**** Teks yang Diberikan ****
Kisah Baru Eks Lokalisasi 'Dolly', Batik Rp 10 Juta Sampai Sepinya Penumpang Becak

Wisma yang dulunya adalah tempat lokalisasi kini menjadi tempat kelompok usaha bersama (KUB) Mampu Jaya.

Editor: Suci Rahayu PK
TRIBUNJATIM.COM/NURUL AINI
Wali Kota Surabaya Tri Rismaharini kunjungi kelompok usaha pembuatan sepatu dan slipper hotel di eks Wisma barbara Dolly pada Senin (20/8/2018) 

TRIBUNJAMBI.COM, SURABAYA - Sejak 2014, lokalisasi Dolly di Surabaya telah ditutup.

Baru-baru ini Wali Kota Surabaya, Tri Rismaharini mengunjungi Wisma Barbara, di eks lokalisasi pelacuran Dolly.

Wisma yang dulunya adalah tempat lokalisasi kini menjadi tempat kelompok usaha bersama (KUB) Mampu Jaya.

Baca: Peluang Usaha Kerjasama Depo Indoeskrim di Jambi, Dipinjami Fasilitas, Minat? Hubungi Nomor Ini

Kepada pelaku usaha Risma ingin memastikan produktivitas terus meningkat.

KUB Mangku Jaya yang dikoordinasi oleh Atik memproduksi sepatu kulit, sepatu sekolah dan slipper hotel.

"Harus meningkat ya. Nanti kalau sudah maju, bagus sepatunya saya buatkan training (pelatihan membuat) tas. Tapi yang ini harus bagus dulu," kata Risma, Senin (20/8/2018).

Saat ini KUB Mangku Jaya memperkerjakan 30 orang, 18 orang khusus membuat sepatu, sisanya membuat slipper.

Susah dapatkan bahan

Wali Kota Surabaya, Tri Rismaharini mengunjungi Wisma Barbara, di eks lokalisasi Dolly.

Koordinator KUB Mangku Jaya, Atik mengaku produktifktas KUB Mangku Jaya telah lumayan meningkat bahkan ia malah mengeluhkan susahnya mendapat bahan.

"Kita yang susah itu beli bahannya," kata Atik saat bertemu Risma dan Edhi Yuwono direktur PT Wijaya Mapan Abadi sebagai distributor singer Indonesia.

Singer Indonesia menyumpangkan 15 unit mesin jahit merk singer pada KUB Mangku Jaya.

Sumbang 15 mesin jahit

Walikota Surabaya, Tri Rismaharini bersama Edhi Yuwono, direktur PT Wijaya Mapan Abadi, distributor resmi Singer di Indonesia mengunjungi KUB Mampu Jaya di eks lokalisasi Dolly.

KUB Mampu Jaya berdiri di bangunan yang dulunya adalah wisma barbara, wisma terbesar di kawasan lokalisasi Dolly.
****
**Petunjuk Tugas:**
1) Tuliskan kembali secara persis bagian teks tentang eks lokalisasi Dolly, mulai dari "KUB Mangku Jaya yang" sampai dengan "distributor singer Indonesia.".
2) Lanjutkan teks tentang eks lokalisasi Dolly, dimulai setelah kalimat terakhir yang tercantum.
**** Materi yang Disediakan ****
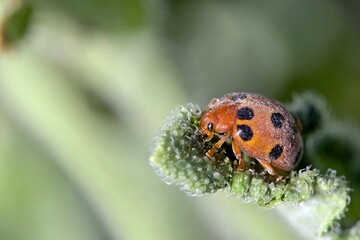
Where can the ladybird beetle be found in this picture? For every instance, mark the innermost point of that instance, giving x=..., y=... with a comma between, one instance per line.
x=257, y=125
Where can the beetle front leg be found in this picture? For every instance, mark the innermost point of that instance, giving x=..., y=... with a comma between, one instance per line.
x=239, y=156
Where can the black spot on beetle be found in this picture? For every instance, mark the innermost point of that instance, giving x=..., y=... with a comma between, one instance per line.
x=245, y=113
x=239, y=96
x=245, y=132
x=277, y=119
x=298, y=156
x=276, y=152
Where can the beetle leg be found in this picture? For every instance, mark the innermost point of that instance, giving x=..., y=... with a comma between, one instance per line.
x=270, y=169
x=238, y=155
x=210, y=135
x=217, y=145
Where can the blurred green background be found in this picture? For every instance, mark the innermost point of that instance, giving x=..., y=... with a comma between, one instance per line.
x=82, y=95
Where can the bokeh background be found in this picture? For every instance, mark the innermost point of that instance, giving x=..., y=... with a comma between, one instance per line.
x=86, y=88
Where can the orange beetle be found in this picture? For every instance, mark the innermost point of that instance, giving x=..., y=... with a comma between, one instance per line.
x=261, y=127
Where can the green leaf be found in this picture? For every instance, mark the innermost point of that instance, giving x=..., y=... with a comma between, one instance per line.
x=178, y=156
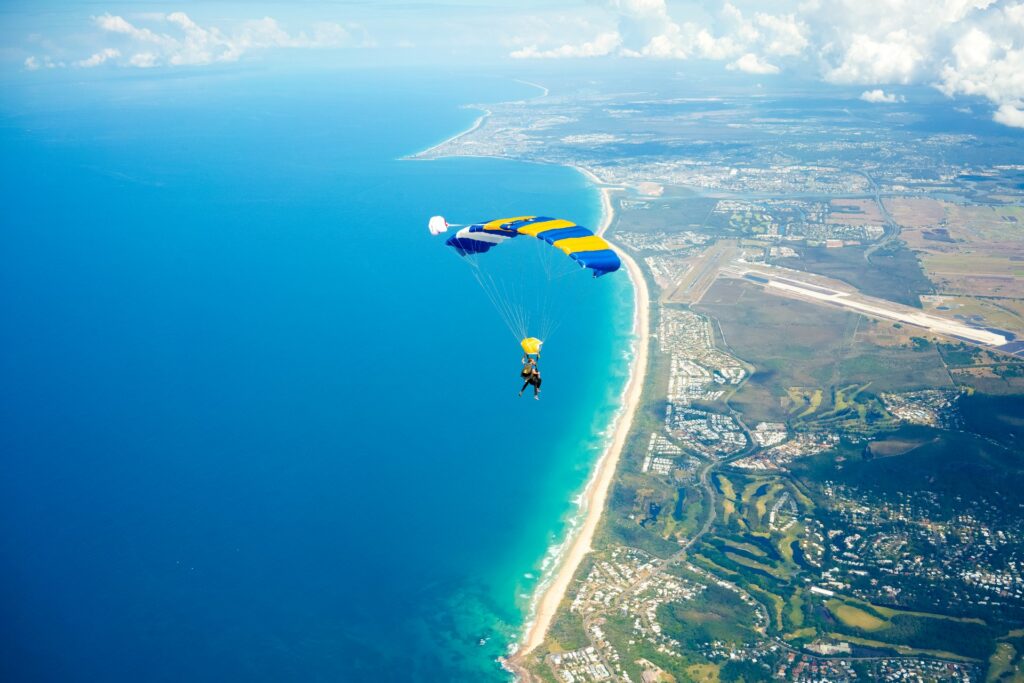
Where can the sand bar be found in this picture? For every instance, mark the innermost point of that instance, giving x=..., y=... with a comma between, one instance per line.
x=597, y=489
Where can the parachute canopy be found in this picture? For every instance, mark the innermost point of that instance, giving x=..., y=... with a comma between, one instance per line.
x=578, y=243
x=531, y=345
x=437, y=224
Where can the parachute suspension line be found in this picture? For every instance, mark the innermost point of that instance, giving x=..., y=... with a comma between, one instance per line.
x=492, y=290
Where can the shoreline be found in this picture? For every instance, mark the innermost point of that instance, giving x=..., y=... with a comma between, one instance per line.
x=425, y=155
x=596, y=493
x=576, y=544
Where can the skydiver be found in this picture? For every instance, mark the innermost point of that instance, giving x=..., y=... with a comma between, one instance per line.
x=531, y=374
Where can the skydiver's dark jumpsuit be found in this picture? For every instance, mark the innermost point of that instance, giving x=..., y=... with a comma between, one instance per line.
x=532, y=376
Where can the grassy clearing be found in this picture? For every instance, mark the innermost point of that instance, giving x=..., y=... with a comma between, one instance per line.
x=777, y=604
x=855, y=617
x=902, y=649
x=751, y=564
x=1003, y=665
x=704, y=673
x=797, y=609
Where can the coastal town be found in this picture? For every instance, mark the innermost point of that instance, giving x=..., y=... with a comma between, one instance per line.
x=771, y=514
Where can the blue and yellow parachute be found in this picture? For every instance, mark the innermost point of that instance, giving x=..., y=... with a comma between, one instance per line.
x=527, y=299
x=580, y=244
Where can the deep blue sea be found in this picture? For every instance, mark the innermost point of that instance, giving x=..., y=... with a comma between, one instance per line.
x=255, y=423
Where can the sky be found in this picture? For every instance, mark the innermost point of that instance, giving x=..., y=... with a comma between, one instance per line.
x=966, y=49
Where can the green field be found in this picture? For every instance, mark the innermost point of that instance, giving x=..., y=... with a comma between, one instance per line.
x=812, y=364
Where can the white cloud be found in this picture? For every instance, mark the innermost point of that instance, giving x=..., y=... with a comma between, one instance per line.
x=893, y=58
x=600, y=46
x=98, y=58
x=176, y=40
x=751, y=63
x=880, y=96
x=1009, y=115
x=143, y=59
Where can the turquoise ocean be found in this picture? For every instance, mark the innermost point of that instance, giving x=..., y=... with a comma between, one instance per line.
x=256, y=424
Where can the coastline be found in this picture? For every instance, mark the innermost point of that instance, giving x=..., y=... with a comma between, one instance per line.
x=425, y=154
x=577, y=542
x=596, y=493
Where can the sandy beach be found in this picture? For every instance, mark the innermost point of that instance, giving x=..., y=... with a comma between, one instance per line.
x=599, y=484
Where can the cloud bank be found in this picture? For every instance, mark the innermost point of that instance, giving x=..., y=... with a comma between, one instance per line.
x=175, y=40
x=962, y=47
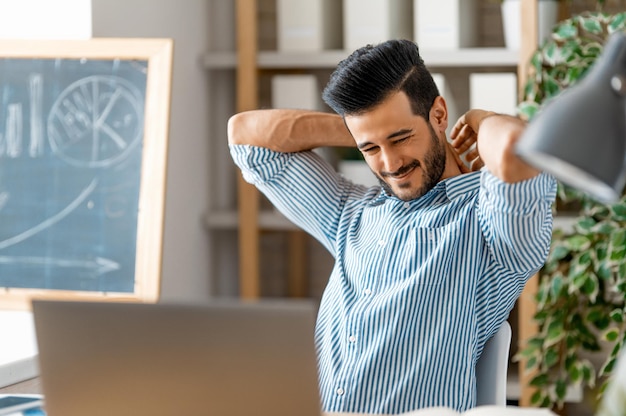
****
**Jawaban Tiap Tugas:**
1)
KUB Mangku Jaya yang dikoordinasi oleh Atik memproduksi sepatu kulit, sepatu sekolah dan slipper hotel.

"Harus meningkat ya. Nanti kalau sudah maju, bagus sepatunya saya buatkan training (pelatihan membuat) tas. Tapi yang ini harus bagus dulu," kata Risma, Senin (20/8/2018).

Saat ini KUB Mangku Jaya memperkerjakan 30 orang, 18 orang khusus membuat sepatu, sisanya membuat slipper.

Susah dapatkan bahan

Wali Kota Surabaya, Tri Rismaharini mengunjungi Wisma Barbara, di eks lokalisasi Dolly.

Koordinator KUB Mangku Jaya, Atik mengaku produktifktas KUB Mangku Jaya telah lumayan meningkat bahkan ia malah mengeluhkan susahnya mendapat bahan.

"Kita yang susah itu beli bahannya," kata Atik saat bertemu Risma dan Edhi Yuwono direktur PT Wijaya Mapan Abadi sebagai distributor singer Indonesia.

2)
"Dengan bantuan Pak Edhi, mereka (KUB Mampu Jaya) dapat tambahan 15 mesin jahit. Kalau biasanya pekerjanya bagi shif sekarang sudah ndak. Jangan sampai nolak pesanan," kata Risma, Senin (20/8/2018)

Sebab, kata Risma sebelumnya bu Atik, koordinator KUB Mampu Jaya mengeluh kekurangan mesin jahit sehingga karyawannya harus bergantian menggunakan mesin.

Padahal dalam sehari KUB Mampu jaya memproduksi 2000 pasang slipper pesanan hotel dari berbagai daerah.

Saat pesanan makin banyak, Atik takut tidak dapat memenuhi karena kekurangan mesin yang membuat kerjanya kurang maksimal.

Sebanyak 15 mesin jahit kecepatan tinggi merk Singer jenis 131C diberikan untuk menambah kapasitas produksi.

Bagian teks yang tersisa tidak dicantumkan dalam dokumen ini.